Dni płodne

Ja w życiu się nie nudzę. Po pierwsze uważam że mamy za mało czasu żeby marnować go na nudę

a po drugie mam zbyt wiele pasji które bądź co bądź, trochę mnie zajmują. Jednocześnie sama o sobie mówię że jestem leniem co dla znajomych jest niezrozumiałe. Ich zdaniem osoba pracująca zawodowo, udzielająca się w mediach, mająca spory ogród no i rodzinę musi być pracowita. Nic bardziej błędnego.

Priorytety

To o czym często znajomi zapominają to mój chroniczny brak czasu dla nich. Latem praktycznie 90% imprez mnie omija. Jeśli spotkanie nie odbywa się w weekendowy późny wieczór to wiadomo że tam się nie pojawię. Przyzwyczaiłam się że często gdy dołączam do towarzystwa to spora grupa osób jest już mocno rozweselona a nawet po zabawie. Właściwie oni też już do tego przywykli. Oczywiście to nie jest tak że całkiem rezygnuje z życia towarzyskiego. Są osoby z którymi spotykam się co prawda sporadycznie ale poprzedzone to jest planami z każdej ze stron, i nie jest to kwadrans na kawę.

Innym fenomenem którego większość osób nie potrafi zrozumieć to moje porządki o 1 w nocy. Że późno, że głośno… lecz dla mnie to było wcześnie. Miotła i mop za wiele hałasu nie robią a takim sposobem nikt nie potrafił zaskoczyć mnie wizytą z rana. Co fajniejsze, w nocy pracuję szybciej i efektywniej. Skupiam się na danej rzeczy, nikt nie chodzi po domu, nie wybija mnie z rytmu, nic nie przestawia, nie bałagani. Przeciwnicy nocnych porządków twierdzą że równie dobrze mogła bym to robić o 6 rano. Serio? Po to żeby użerać się z resztą domowników i czekać aż wszyscy wyjdą do pracy. Wtedy i to ja muszę wychodzić. Zresztą z natury jestem sową, od piątej rano najlepiej mi się śpi i nie zamierzam tego zmieniać dla czyjegoś widzimisię.
----
ZADANIA DO WYKONANIA:
**a.** Jaki odsetek letnich imprez omija osobę piszącą według tekstu o nocnych porządkach?
**b.** Proszę dopisać dalszy ciąg tekstu o nocnych porządkach, zaczynając od miejsca, w którym się kończy.

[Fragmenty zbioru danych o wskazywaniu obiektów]
----
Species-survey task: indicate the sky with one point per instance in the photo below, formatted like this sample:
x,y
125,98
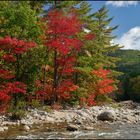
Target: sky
x,y
127,15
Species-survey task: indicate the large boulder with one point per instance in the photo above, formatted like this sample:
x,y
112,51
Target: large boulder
x,y
72,127
129,104
106,116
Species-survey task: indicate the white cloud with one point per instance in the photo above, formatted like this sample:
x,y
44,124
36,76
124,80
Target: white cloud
x,y
130,39
121,3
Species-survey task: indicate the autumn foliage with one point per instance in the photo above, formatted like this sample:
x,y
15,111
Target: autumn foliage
x,y
10,49
103,85
62,43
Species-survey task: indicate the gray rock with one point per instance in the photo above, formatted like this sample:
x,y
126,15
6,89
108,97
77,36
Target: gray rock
x,y
106,116
26,128
5,128
88,128
129,118
1,129
72,127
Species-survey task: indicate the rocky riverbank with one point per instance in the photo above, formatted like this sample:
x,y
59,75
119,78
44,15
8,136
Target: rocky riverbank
x,y
78,119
----
LISTA ODPOWIEDZI:
**a.** Praktycznie 90%.

**b.**
Podobno lenistwo widać w zamiłowaniu do dróg na skróty a ja je uwielbiam. Owszem, nie zawsze dobrze się na tym wychodzi. Bywa że z czasem coś trzeba poprawić, wyjaśnić albo zwyczajnie zacząć od nowa. Jednak coś już się zadziało, czasem to lepsze rozwiązanie niż rezygnowanie z planów czy obietnic. Dodatkowo pozwala to odkrywać nowe metody i techniki. Nikt przecież nie zastanawia się nad poświęconym czasem ale nad efektem. Przywykliśmy do szybkiej obsługi. Chcemy mieć tu i teraz. Czy to źle? Myślę że nie, trzeba jednak się do tego przystosować, więc wątpię że jest lepszy sposób niż upraszczanie.

Na wszystko jest odpowiedni moment

Każdy z nas jest pełen sprzeczności. Uprawiamy sporty ale przy tym lubujemy się w używkach, chcemy spokoju a wychodzimy ze znajomymi, brakuje nam miłości a rzygamy agresją. Moja sprzeczność polega na notorycznym odkładaniu „na później” a potem robieniu rzeczy hurtem. Pojęcie pięciu minut to dla mnie bzdura i przyznam że tą teorią doprowadzał mnie do furii niegdysiejszy szef agencji reklamowej. Gdy padało zadanie równie głupie jak i niepotrzebnie marnujące czas, słyszałam „no zrób, zajmie Ci to 5 minut”, i teoretycznie miał rację. Tylko zawsze zapominał że przygotowanie i zaangażowanie wymagało kilkanaście razy tyle czasu. W końcu, dla świętego spokoju nauczyłam się od razu robić kilka wersji jego widzimisię. Pomysł słaby, wykonanie nie lepsze a i tak z czasem projekt „zdychał”. Jednak w efekcie szef był zadowolony a ja wychodziłam na geniusza, bo faktycznie zajmowało mi to kilka minut.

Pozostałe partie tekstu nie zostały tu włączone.